**What needs to be done:**
Exact copy, no pictures: return only the lines below from the line with "example = [(173, 285)]" up to and including the line with "[locate] the bare".

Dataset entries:
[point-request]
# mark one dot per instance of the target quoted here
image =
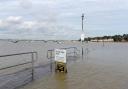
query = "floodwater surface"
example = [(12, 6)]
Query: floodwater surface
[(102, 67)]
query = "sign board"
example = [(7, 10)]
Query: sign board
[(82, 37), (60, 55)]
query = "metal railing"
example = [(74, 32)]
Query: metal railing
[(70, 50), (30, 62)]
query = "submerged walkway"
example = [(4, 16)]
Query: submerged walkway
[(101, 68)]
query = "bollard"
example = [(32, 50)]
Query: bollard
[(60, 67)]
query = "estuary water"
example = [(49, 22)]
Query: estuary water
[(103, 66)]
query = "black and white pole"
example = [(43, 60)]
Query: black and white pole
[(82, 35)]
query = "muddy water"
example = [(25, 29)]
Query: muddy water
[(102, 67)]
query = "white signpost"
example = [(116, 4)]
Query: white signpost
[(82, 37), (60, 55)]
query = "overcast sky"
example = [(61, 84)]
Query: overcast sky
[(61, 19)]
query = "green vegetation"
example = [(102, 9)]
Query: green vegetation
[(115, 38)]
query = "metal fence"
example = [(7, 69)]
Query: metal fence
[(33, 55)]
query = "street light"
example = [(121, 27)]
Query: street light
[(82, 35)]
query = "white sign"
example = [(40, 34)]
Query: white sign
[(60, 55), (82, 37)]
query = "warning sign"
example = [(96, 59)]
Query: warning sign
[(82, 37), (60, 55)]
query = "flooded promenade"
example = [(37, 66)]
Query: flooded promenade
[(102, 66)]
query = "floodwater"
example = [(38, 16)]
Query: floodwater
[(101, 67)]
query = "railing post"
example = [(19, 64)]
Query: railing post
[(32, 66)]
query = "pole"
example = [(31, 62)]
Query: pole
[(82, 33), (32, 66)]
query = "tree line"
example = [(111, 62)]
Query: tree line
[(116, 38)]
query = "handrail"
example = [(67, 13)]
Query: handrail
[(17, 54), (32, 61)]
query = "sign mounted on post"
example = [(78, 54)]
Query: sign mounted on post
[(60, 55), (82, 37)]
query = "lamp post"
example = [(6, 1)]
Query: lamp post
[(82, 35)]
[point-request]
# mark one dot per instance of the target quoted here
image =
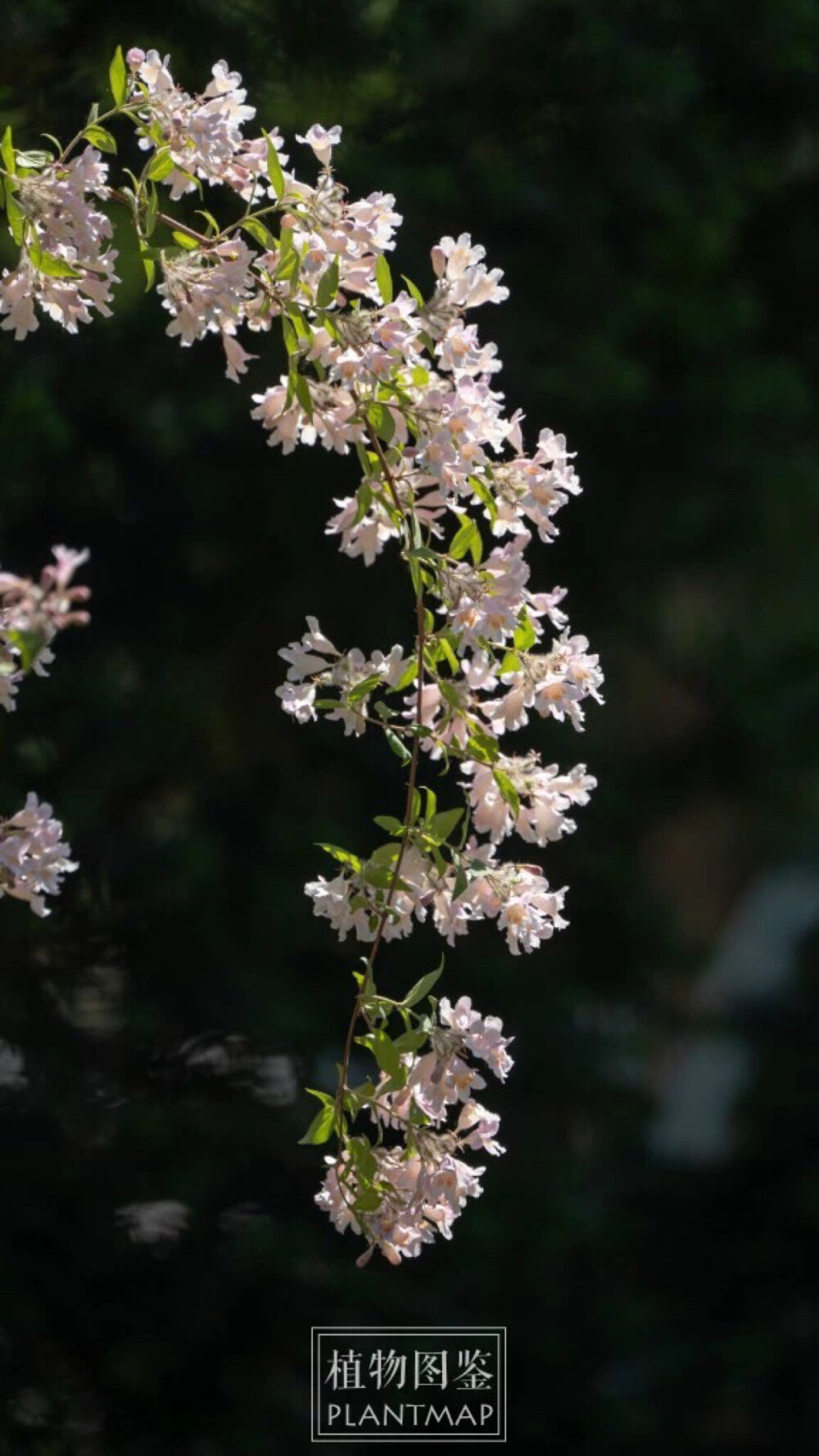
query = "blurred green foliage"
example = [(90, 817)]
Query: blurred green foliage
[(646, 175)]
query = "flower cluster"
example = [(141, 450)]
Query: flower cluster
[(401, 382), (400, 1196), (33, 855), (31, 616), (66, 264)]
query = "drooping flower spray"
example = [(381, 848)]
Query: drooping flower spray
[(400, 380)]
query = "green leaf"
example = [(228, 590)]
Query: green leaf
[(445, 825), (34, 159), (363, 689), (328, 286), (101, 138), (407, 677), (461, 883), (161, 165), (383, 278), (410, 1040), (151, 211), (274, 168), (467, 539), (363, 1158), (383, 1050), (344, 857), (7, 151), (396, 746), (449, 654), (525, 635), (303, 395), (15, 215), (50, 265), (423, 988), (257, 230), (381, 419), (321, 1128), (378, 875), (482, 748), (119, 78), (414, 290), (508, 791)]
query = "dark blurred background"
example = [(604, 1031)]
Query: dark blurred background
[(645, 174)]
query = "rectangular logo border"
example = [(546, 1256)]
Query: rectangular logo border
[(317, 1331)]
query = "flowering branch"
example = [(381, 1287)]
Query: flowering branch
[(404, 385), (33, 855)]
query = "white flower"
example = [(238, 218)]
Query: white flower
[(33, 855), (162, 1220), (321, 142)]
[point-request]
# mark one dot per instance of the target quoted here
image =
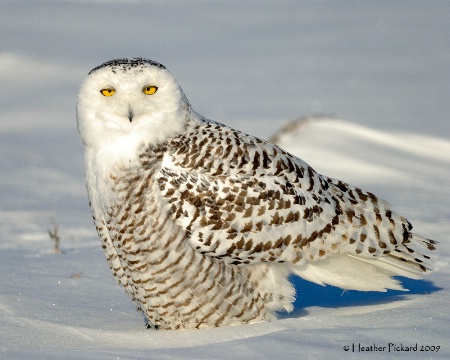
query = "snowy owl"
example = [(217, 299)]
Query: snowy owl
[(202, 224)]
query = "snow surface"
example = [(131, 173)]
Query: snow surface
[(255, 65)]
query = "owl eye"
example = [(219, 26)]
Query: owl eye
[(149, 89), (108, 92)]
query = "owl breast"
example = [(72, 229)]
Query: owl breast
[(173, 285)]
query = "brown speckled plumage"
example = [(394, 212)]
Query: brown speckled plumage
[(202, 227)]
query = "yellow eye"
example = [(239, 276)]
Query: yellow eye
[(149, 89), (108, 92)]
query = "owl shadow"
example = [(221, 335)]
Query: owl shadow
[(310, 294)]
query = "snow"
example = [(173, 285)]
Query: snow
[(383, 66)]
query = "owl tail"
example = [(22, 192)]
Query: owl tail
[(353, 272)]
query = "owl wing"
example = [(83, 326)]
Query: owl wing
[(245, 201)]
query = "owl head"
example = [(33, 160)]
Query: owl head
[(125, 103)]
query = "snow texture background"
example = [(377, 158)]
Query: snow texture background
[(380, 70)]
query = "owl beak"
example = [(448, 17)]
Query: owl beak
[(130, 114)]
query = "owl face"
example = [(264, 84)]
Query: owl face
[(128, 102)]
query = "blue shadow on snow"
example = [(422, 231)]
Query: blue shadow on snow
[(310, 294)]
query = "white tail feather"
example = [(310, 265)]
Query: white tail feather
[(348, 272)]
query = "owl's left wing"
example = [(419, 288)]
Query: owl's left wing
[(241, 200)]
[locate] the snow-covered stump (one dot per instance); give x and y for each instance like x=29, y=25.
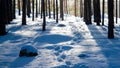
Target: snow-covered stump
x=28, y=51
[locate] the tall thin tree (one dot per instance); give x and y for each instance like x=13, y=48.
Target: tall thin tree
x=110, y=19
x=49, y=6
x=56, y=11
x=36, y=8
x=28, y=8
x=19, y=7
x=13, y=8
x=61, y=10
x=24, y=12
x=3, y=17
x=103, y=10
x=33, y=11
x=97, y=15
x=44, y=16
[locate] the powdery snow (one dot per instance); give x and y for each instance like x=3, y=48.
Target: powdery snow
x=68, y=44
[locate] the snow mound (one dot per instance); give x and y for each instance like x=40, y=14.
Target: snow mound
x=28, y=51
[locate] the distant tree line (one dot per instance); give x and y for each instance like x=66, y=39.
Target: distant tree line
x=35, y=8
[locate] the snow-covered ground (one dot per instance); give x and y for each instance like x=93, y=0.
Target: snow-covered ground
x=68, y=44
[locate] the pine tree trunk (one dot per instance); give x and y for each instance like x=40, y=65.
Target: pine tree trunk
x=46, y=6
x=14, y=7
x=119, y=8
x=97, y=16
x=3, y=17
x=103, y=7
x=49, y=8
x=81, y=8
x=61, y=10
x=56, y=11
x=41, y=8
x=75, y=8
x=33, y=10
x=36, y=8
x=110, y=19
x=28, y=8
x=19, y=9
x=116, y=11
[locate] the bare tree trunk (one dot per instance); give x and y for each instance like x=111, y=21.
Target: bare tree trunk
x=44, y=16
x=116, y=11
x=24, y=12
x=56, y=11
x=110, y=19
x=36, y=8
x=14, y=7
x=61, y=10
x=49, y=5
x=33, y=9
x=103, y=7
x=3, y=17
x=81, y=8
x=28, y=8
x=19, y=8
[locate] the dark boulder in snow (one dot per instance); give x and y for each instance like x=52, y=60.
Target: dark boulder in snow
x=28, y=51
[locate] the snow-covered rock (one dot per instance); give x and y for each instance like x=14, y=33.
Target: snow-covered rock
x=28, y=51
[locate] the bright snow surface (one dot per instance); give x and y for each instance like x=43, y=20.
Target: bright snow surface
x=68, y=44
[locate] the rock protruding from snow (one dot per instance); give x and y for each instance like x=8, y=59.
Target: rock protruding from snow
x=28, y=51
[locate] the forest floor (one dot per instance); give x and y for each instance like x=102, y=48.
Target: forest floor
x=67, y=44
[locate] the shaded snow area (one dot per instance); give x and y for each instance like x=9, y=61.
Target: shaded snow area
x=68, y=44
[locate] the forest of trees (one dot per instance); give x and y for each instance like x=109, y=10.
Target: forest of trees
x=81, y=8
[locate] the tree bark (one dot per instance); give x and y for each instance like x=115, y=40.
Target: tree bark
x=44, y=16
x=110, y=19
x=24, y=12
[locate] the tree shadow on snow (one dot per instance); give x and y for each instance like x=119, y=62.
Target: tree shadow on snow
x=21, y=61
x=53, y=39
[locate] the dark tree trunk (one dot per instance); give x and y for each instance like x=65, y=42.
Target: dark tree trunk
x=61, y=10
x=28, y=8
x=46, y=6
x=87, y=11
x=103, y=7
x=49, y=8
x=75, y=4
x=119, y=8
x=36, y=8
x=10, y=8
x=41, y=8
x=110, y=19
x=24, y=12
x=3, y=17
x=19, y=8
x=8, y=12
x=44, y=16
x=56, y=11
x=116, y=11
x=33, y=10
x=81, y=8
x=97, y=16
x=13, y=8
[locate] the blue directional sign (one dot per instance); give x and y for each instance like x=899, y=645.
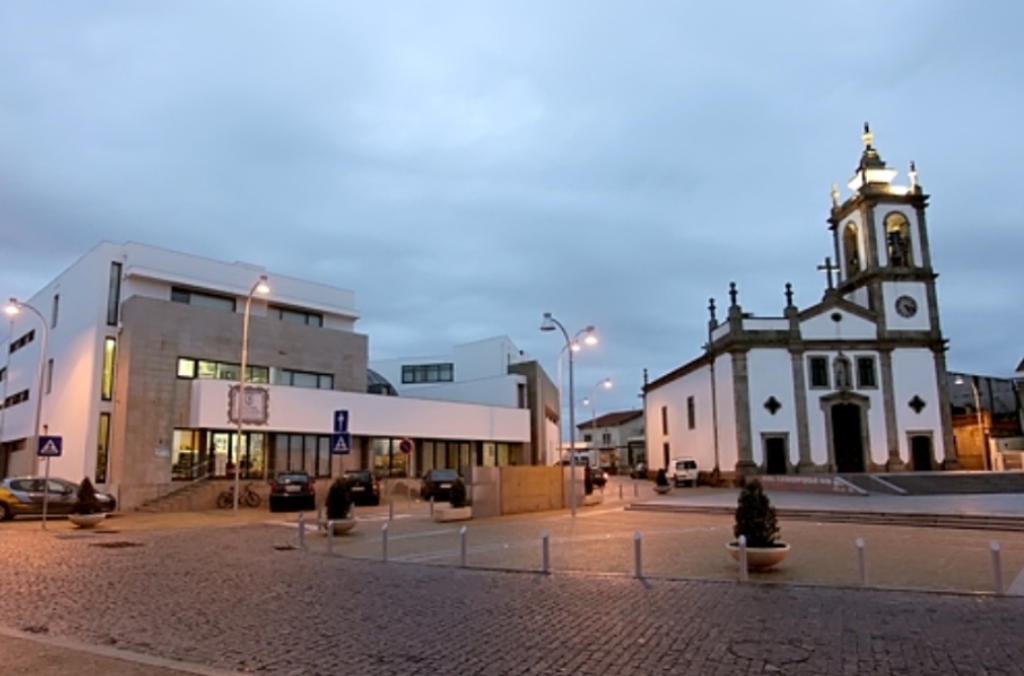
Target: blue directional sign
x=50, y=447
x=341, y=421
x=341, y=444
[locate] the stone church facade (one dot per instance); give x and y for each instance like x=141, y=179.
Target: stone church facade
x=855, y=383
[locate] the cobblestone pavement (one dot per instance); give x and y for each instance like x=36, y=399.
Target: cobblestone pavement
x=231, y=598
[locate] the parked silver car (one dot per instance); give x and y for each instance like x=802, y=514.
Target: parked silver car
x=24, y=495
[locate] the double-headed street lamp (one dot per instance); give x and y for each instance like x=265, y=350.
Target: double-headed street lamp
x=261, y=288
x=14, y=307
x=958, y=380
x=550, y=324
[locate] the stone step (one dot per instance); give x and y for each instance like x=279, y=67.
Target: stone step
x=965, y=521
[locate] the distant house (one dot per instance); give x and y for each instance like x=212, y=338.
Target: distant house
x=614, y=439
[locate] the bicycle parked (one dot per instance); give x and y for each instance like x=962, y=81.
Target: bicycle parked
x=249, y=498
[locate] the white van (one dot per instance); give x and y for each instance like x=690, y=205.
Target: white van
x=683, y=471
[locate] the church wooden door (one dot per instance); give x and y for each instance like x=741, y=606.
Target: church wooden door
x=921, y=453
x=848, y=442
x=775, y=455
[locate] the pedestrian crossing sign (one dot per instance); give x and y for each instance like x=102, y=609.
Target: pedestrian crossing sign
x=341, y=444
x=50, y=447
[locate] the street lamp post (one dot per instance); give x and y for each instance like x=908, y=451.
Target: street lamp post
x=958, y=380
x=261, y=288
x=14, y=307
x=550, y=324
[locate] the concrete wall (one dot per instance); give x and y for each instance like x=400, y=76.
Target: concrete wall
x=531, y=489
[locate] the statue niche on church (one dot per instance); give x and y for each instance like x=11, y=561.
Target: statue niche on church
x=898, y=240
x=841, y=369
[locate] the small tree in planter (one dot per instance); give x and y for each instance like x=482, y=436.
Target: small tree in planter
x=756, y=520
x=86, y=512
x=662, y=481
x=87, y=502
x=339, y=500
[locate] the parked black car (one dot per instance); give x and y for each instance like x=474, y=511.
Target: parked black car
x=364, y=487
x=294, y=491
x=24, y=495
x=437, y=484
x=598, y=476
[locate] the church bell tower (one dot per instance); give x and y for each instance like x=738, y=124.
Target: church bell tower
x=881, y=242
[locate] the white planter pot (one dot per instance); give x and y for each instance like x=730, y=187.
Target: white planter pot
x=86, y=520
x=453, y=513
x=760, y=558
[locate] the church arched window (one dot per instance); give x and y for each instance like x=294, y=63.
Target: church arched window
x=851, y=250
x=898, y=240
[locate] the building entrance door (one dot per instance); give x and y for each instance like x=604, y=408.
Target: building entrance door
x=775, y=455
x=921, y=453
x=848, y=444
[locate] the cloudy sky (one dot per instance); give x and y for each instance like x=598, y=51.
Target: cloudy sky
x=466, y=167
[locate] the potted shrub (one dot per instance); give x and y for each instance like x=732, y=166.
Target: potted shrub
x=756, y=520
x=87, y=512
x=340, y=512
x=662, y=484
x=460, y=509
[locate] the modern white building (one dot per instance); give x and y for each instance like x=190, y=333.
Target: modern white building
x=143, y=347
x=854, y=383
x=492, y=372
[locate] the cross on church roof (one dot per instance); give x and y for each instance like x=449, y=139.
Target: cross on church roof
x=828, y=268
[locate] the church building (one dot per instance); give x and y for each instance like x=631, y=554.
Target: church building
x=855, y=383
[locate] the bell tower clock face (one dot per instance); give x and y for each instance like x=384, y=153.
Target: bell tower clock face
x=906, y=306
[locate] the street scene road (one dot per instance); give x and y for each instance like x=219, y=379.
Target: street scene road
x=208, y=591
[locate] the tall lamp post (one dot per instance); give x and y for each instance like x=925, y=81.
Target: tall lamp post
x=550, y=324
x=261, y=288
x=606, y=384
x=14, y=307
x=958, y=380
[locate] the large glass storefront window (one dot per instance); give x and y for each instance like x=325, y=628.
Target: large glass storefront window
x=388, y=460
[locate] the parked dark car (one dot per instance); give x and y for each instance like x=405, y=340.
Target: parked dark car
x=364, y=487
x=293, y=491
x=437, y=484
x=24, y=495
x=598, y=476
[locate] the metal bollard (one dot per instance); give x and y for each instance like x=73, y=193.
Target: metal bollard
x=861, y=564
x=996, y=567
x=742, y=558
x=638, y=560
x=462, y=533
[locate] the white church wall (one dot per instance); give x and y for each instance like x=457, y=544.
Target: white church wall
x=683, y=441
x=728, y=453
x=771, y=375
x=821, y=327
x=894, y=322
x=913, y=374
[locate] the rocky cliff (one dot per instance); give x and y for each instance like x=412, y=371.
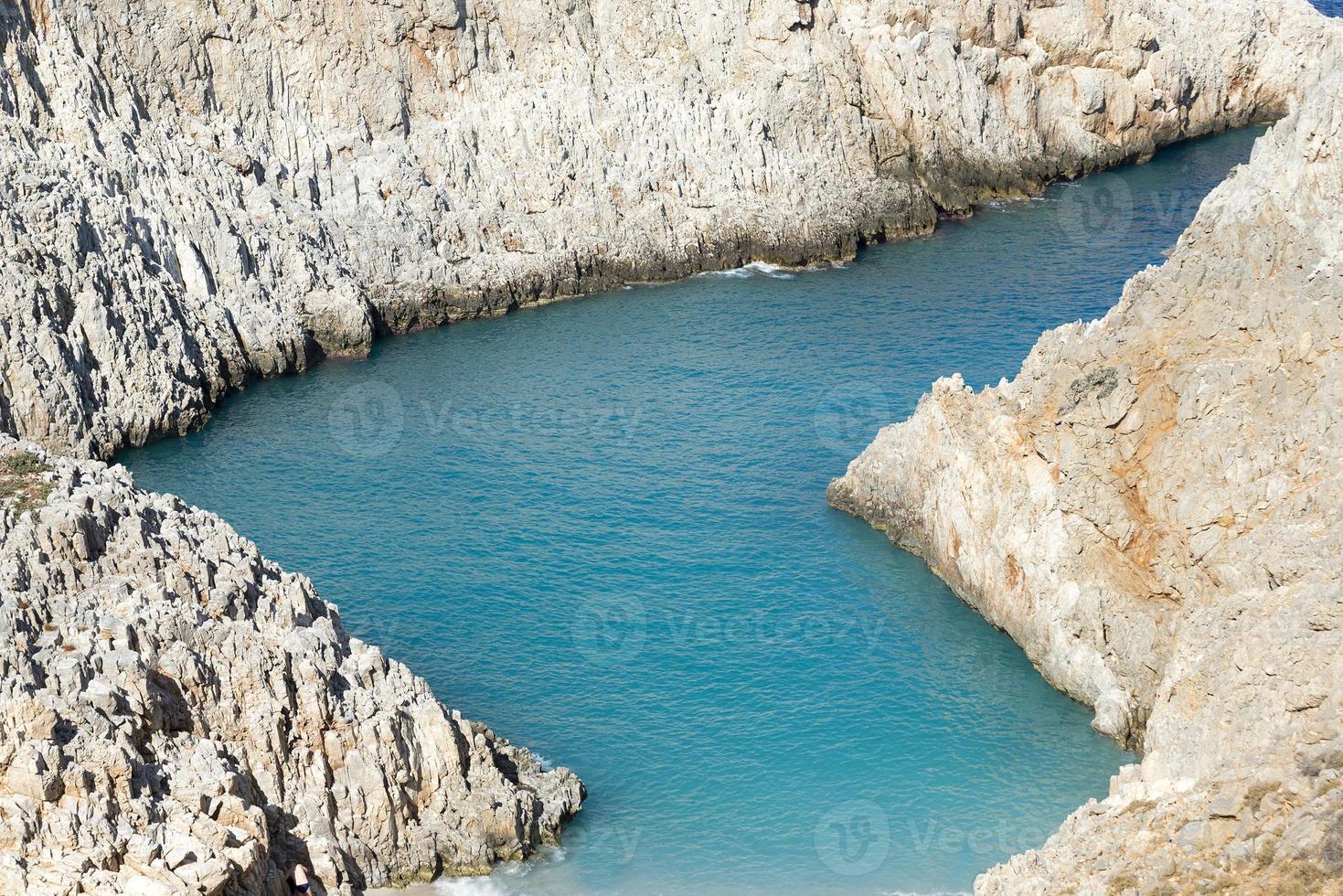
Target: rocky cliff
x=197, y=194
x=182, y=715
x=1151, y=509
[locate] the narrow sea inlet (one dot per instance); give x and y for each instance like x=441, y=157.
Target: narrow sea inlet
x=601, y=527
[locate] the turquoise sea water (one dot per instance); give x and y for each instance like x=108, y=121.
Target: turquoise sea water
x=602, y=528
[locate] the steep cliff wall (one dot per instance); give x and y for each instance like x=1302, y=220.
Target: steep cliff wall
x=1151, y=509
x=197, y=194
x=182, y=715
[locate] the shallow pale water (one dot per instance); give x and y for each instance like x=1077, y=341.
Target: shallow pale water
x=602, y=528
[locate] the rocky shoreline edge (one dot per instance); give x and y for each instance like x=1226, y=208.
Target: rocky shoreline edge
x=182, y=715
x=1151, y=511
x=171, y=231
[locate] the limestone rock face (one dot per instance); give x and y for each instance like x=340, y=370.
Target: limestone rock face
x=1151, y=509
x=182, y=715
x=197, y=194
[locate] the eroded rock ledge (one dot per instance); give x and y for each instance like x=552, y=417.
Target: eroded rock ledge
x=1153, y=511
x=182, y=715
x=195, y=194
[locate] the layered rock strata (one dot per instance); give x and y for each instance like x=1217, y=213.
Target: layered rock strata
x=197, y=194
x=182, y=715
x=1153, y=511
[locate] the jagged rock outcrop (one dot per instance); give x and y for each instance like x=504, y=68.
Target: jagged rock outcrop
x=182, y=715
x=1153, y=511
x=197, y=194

**Answer box:**
example = [(173, 285)]
Query: snow
[(383, 66)]
query = "owl tail"
example = [(22, 192)]
Query: owl tail
[(353, 272)]
query = "owl wing"
example = [(83, 326)]
Query: owl wing
[(245, 201)]
query = "owl head"
example = [(33, 160)]
Query: owl head
[(125, 103)]
query = "snow texture background"
example = [(377, 158)]
Query: snow texture background
[(380, 70)]
query = "owl beak"
example = [(448, 17)]
Query: owl beak
[(130, 114)]
query = "owl face"
example = [(264, 84)]
Query: owl face
[(128, 102)]
query = "blue shadow on snow"
example = [(422, 231)]
Query: blue shadow on snow
[(310, 294)]
query = "white tail feather"
example = [(310, 265)]
Query: white tail feather
[(348, 272)]
query = "owl's left wing"
example = [(419, 288)]
Query: owl's left wing
[(241, 200)]
[locate] the snow-covered stump (one dot per instance); give x and y for each instance like x=29, y=25.
Target: snow-covered stump
x=28, y=51
[locate] the tall thin tree (one dot per instance); give x and y for each instance like x=13, y=48.
Target: tall thin tree
x=110, y=19
x=49, y=6
x=56, y=11
x=36, y=8
x=28, y=8
x=19, y=7
x=13, y=8
x=61, y=10
x=24, y=12
x=3, y=17
x=103, y=10
x=33, y=11
x=97, y=15
x=44, y=16
[locate] the powdery snow (one dot per instance); give x and y for each instance like x=3, y=48.
Target: powdery snow
x=68, y=44
[locate] the snow mound (one dot per instance); give x and y for each instance like x=40, y=14.
Target: snow mound
x=28, y=51
[locate] the distant tree line (one dot per instance); give x and y for each instance like x=66, y=39.
Target: distant tree line
x=35, y=8
[locate] the snow-covered ground (one dot per instance); give x and y for each instance like x=93, y=0.
Target: snow-covered ground
x=68, y=44
[locate] the pine tree trunk (one dot per instance); give x and y for each instance like x=40, y=65.
Target: pine tree trunk
x=46, y=6
x=14, y=7
x=119, y=8
x=97, y=16
x=3, y=17
x=103, y=7
x=49, y=8
x=81, y=8
x=61, y=10
x=56, y=11
x=41, y=8
x=75, y=8
x=33, y=10
x=36, y=8
x=110, y=19
x=28, y=8
x=19, y=9
x=116, y=11
[locate] the bare tree trunk (one dot per instance); give x and y for each instance like x=111, y=21.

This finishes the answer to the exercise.